* _TASK ITEM_
All of the records below are to be given again word for word, with the pictures removed.
START SUPPLIED DATA
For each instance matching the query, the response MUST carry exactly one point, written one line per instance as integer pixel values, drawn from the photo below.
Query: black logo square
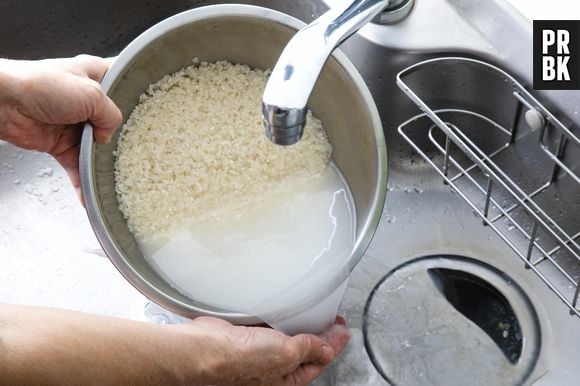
(556, 54)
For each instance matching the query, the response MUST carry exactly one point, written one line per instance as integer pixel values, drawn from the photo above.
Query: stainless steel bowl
(239, 34)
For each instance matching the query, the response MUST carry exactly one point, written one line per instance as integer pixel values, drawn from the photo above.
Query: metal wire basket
(510, 159)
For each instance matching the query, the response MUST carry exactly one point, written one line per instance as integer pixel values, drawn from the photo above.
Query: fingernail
(326, 354)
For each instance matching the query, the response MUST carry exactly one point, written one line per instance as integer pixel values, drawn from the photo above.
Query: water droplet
(46, 172)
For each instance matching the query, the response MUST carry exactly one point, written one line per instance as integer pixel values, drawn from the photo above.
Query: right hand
(243, 356)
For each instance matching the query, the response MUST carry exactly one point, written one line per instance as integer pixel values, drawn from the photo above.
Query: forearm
(10, 80)
(48, 346)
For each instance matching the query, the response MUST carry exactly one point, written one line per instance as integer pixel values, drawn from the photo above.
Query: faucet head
(284, 126)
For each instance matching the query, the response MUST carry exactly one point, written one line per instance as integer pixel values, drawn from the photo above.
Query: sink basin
(439, 298)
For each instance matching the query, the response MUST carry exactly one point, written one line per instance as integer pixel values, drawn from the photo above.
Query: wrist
(201, 363)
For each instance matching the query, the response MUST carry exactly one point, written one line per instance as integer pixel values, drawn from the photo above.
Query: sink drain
(450, 320)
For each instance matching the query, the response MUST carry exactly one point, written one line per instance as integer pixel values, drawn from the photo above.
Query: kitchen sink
(448, 293)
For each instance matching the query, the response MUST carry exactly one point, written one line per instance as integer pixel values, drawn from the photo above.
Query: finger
(337, 337)
(312, 349)
(305, 374)
(69, 160)
(93, 66)
(106, 117)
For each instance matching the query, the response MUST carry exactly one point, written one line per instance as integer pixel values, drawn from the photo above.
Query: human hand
(44, 103)
(243, 356)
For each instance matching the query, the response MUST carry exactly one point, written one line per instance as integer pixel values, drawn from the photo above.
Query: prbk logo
(556, 54)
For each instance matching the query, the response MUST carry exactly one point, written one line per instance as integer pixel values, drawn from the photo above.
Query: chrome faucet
(294, 76)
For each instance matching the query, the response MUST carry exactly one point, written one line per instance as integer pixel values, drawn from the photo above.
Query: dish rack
(510, 159)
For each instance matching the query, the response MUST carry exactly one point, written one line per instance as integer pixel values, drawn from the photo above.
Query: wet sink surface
(48, 253)
(47, 250)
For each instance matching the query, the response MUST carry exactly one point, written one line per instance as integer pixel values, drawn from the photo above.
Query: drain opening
(450, 320)
(484, 305)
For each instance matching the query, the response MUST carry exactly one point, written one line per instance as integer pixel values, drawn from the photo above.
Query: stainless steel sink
(439, 298)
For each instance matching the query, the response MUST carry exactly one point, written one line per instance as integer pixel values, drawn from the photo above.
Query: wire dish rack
(507, 156)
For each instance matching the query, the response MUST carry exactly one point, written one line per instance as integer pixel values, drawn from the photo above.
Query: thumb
(105, 116)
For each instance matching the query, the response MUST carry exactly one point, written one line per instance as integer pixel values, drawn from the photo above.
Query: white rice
(194, 150)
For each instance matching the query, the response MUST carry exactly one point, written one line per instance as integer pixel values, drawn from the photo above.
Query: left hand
(44, 103)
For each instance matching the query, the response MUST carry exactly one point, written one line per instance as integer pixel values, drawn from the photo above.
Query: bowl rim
(86, 166)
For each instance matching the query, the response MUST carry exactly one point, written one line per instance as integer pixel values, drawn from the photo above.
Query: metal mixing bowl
(240, 34)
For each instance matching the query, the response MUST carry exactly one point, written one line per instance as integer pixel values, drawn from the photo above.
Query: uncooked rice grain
(194, 150)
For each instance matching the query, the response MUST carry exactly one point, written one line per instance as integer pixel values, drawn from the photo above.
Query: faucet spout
(293, 78)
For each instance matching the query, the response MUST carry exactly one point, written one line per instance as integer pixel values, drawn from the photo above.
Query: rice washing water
(228, 218)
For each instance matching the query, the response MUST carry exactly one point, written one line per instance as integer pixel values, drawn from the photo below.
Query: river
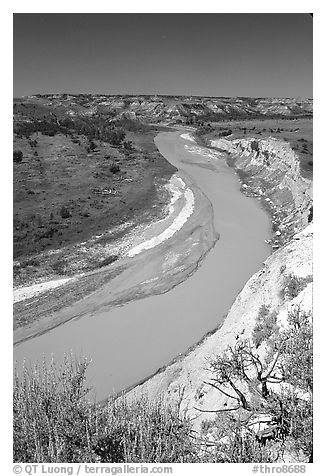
(126, 344)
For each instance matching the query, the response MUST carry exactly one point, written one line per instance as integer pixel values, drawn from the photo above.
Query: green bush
(265, 325)
(64, 212)
(115, 168)
(54, 421)
(293, 285)
(18, 156)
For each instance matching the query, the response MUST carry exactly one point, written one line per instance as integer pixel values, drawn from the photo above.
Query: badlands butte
(93, 194)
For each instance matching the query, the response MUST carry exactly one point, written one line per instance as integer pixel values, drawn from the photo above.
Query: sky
(257, 55)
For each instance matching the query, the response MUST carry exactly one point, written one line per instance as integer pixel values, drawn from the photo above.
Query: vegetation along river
(128, 343)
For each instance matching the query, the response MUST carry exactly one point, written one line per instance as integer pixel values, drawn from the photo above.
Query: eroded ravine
(128, 343)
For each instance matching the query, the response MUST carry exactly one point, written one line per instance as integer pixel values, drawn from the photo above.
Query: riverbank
(187, 229)
(130, 336)
(283, 284)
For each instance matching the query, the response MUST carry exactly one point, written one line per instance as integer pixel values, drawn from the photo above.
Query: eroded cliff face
(270, 170)
(186, 377)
END SUPPLIED DATA
* _RESPONSE_
For each instance matching the query, the response MUST carry exactly one point, written one line per instance as integer pixel values, drawn from the photo below.
Query: black logo square
(556, 54)
For each instance matching the query, the response MUST carry exactly one point, written one line per instance as integer pixel values, drawn from the photo above.
Query: stainless steel bowl
(239, 34)
For each instance matching the query, the response MUST carry exactly one point, written one line per instance as integer pixel values, drawn from the photo above.
Query: metal wire basket
(510, 159)
For each instance matching the query, the response MUST carry exactly one point, written one line per instance as integer pixel values, drawn from the photo above.
Query: fingernail
(326, 354)
For each instance matching the query, the response MUST carry exactly one point, written one line per instance as integer pixel values, drawn from the photo above.
Query: water droplet
(46, 172)
For each instance matching the query, the response MUST carry exactly one point, written one line per instance as integer pixel values, drawn from the photo above.
Query: right hand
(243, 356)
For each instance matching the query, the response MUST carry exactly one point, written one line per instance as integer pixel values, drawn from the photo above.
Query: forearm
(10, 80)
(48, 346)
For each instance matching the query, the response MUST carry exactly one point, written one line per instance as integer pixel values, drawn from the photo above.
Query: faucet head
(284, 126)
For each instance matching the query, the response MUST carry exactly one point, written one line per instance as integer pixel values, drawn from the photo above.
Query: sink basin
(439, 298)
For each instance matching the query, the response MUST carry exactly one point, written one line per instance as integer pixel values, drawn from the photo above.
Query: wrist
(201, 363)
For each instance matching the query, the response MUST carry exactly one point, written one line per instance as integer pixel values, drawn from the photo above.
Query: sink drain
(450, 320)
For each instance matching the query, the response MUST carry exactly one point, written one line per instance as integer pixel values, drawn from the photo above.
Query: kitchen sink
(448, 293)
For each instance matching the query, the response MUST carry exactly one point, written one line per instance as integer pixel values, drawn from the photo above.
Query: finger
(337, 337)
(312, 349)
(305, 374)
(69, 160)
(93, 66)
(106, 117)
For each instance matching the query, the response MUST carry exactly one point, written one line per instance as integer pixel values, drawn from the photo above.
Query: human hand
(44, 103)
(243, 356)
For each instance matching the query, the response MUST carry exactly one point, written one line per instance as integer pixel values, drawn from the photo above.
Query: prbk logo
(556, 54)
For each instance matching the query, the response MUST carry exactly one point, written one line per instance as integer pixel values, drawn from the photo above.
Query: chrome faucet
(294, 76)
For each instance matching the query, the response MUST carry exactly one point, written one line per instance as integer pixel values, drawn from the photo above.
Query: dish rack
(510, 159)
For each instance matching the query, the response MUST carry exactly one point, written one line per instance as integer pixel values, drawn from the photo above.
Query: wet sink surface
(48, 253)
(47, 250)
For each instance matching the query, the response MUST carry exactly one point, written one line per instance as integer pixel values, drawn from the photo above.
Query: drain opening
(450, 320)
(484, 305)
For each instance matching the query, the response MUST carry exactly one point, written one line per instance as integer pixel values, drawn from the photo above.
Query: stainless steel sink
(439, 298)
For each instance matching the query, the response MUST carry exactly one point, written one line per instance as integer pixel values, drawn from the photo above.
Query: wire dish rack
(507, 156)
For each instance matching the query, the response MUST carry exactly one point, written one line per instance as integer pixel values, drawn from the photo above.
Query: thumb
(105, 116)
For each instance matching the query, the response MUST carry exactly one point, written one line per instance as integer pixel values, drawn from the photo above.
Query: white rice
(194, 150)
For each instance matching the query, the response MUST carry exactly one point, written one line per instance as integer pixel values, drawn from the photo above.
Query: left hand
(44, 103)
For each instance matching the query, the response MUST carry exactly one point, written one line per instance as integer pixel values, drawn from the photo above.
Query: bowl rim
(86, 166)
For each instance matching the query, the response MUST carry exactly one point, written one line per instance as integer pixel values, drawn from the photo above.
Query: metal mixing bowl
(240, 34)
For each instance matching the query, the response MUST carry exactly one point, written one line per instance as integer pixel values, drawn from the photo above.
Query: uncooked rice grain
(194, 150)
For each instance matching the query, the response MUST carry exactly one point, written one line per instance as integer pixel values, drawn from the photo above.
Query: faucet spout
(293, 78)
For each instance matching the query, the response MUST carry exactly one point, written one line per instance as integer pixel values, drawn from the photo above.
Query: rice washing water
(228, 218)
For each instance matching the query, the response MUST carry exactly one point, written one line per instance as integer pixel values, drawn from the photo below.
Query: river
(126, 344)
For each instance matching the query, the response MUST carry exactly one point, written one line per instance as integer pixel values, drawn from the photo above.
Query: green bush
(265, 325)
(64, 212)
(115, 168)
(54, 421)
(293, 285)
(18, 156)
For each instance matching the query, the response MUST carry exactly one point, written one line per instance as integer pixel values, drawn from the photo above.
Query: badlands butte
(93, 194)
For each instance matching the query, the response MUST carry exactly one point, written one line per instance as integer pixel values, drawn from the photo above.
Query: sky
(257, 55)
For each instance matching the query, the response MUST carry exactly one point, written one line per instance as integer pixel values, drawn from the photo above.
Query: vegetation along river
(128, 343)
For each instance matching the query, the response MUST carry exactly one point, written one line per instance as integer pixel values, drawn from the photo above.
Query: eroded ravine
(128, 343)
For each instance matching the query, the response MUST carry exactly one point, written one line per instance as integer pixel values, drawn from the photo above.
Query: riverbank
(187, 229)
(130, 336)
(283, 284)
For each instance matching the query, the response MUST carry exactly one point, written one line per instance as integer pixel values, drawn from the photo above.
Query: eroded cliff face
(270, 170)
(186, 377)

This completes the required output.